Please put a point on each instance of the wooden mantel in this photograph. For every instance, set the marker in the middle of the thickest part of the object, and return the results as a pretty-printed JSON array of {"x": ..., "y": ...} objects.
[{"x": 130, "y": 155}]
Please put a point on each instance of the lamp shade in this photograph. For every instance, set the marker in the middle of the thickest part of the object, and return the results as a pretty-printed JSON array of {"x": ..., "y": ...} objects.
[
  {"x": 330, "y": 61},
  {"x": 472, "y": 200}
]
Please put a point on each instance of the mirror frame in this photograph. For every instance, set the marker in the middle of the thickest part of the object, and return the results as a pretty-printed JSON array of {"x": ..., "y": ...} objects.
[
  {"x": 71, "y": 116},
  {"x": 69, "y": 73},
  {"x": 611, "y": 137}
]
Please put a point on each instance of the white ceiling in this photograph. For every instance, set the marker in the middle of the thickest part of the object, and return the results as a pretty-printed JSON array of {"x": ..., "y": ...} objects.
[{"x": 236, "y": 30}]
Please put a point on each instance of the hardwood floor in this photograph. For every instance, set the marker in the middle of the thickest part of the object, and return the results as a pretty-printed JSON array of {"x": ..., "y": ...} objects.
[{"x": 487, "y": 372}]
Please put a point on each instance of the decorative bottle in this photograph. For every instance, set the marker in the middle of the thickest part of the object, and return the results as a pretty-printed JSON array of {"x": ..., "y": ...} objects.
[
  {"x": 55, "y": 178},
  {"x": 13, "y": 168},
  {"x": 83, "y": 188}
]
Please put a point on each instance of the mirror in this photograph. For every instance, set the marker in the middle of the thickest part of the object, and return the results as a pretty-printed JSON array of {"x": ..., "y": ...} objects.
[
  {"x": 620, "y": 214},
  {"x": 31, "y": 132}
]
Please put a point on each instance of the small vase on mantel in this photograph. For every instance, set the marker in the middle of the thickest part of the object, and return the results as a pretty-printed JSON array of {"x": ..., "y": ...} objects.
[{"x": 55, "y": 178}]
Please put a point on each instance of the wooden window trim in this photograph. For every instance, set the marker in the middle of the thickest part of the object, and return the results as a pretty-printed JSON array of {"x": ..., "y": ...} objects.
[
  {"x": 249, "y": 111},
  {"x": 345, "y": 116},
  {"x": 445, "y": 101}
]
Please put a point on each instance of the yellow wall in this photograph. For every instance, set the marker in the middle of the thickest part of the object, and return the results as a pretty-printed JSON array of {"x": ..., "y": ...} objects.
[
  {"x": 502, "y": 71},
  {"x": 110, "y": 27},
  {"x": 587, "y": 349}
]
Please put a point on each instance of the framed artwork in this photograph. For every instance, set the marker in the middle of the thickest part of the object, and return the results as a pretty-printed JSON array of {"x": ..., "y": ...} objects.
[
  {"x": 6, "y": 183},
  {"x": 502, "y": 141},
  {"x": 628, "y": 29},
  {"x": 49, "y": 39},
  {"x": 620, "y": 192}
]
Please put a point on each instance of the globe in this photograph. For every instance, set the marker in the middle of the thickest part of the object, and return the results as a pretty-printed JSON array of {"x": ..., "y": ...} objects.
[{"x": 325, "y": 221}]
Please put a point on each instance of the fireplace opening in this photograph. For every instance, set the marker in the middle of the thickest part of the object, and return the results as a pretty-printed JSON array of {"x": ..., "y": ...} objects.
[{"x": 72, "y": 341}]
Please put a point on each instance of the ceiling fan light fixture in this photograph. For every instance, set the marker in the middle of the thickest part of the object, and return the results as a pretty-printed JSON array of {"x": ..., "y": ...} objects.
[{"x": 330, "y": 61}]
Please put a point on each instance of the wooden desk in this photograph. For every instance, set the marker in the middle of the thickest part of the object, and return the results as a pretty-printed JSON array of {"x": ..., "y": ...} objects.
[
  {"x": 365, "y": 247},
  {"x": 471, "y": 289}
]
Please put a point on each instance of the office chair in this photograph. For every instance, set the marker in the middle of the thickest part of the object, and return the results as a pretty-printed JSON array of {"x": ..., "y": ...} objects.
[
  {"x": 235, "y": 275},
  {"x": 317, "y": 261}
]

******************************

Return precisely the lines of the records, starting with the line that holds "Please put a point on each instance of the fireplace" and ending with the last one.

§ ANSWER FOR THIS EXERCISE
Please put a point on each instance of the fireplace opening in this photograph. For every instance, set the marker in the middle of the thickest part of the object, and return the results as a pretty-printed JSON array of {"x": ..., "y": ...} objects.
[{"x": 72, "y": 341}]
Please put a point on each instance of the ceiling fan light fixture in this photograph. For every instance, set the marker in the middle of the thickest part of the object, and return the results as a pretty-printed JSON array of {"x": ..., "y": ...} objects.
[{"x": 330, "y": 61}]
Please put a point on each instance of the wooden desk in this photograph. For every instance, set the marker in the middle of the thickest part of the object, and return the results as a pretty-printed JSON array of {"x": ..., "y": ...} objects.
[
  {"x": 365, "y": 247},
  {"x": 471, "y": 289}
]
Please put a point on each instance of the office chair in this photograph. For every instance, set the marker in the middle of the thickest part of the object, and return the results as a pretty-printed JSON array of {"x": ..., "y": ...} objects.
[
  {"x": 235, "y": 275},
  {"x": 317, "y": 261}
]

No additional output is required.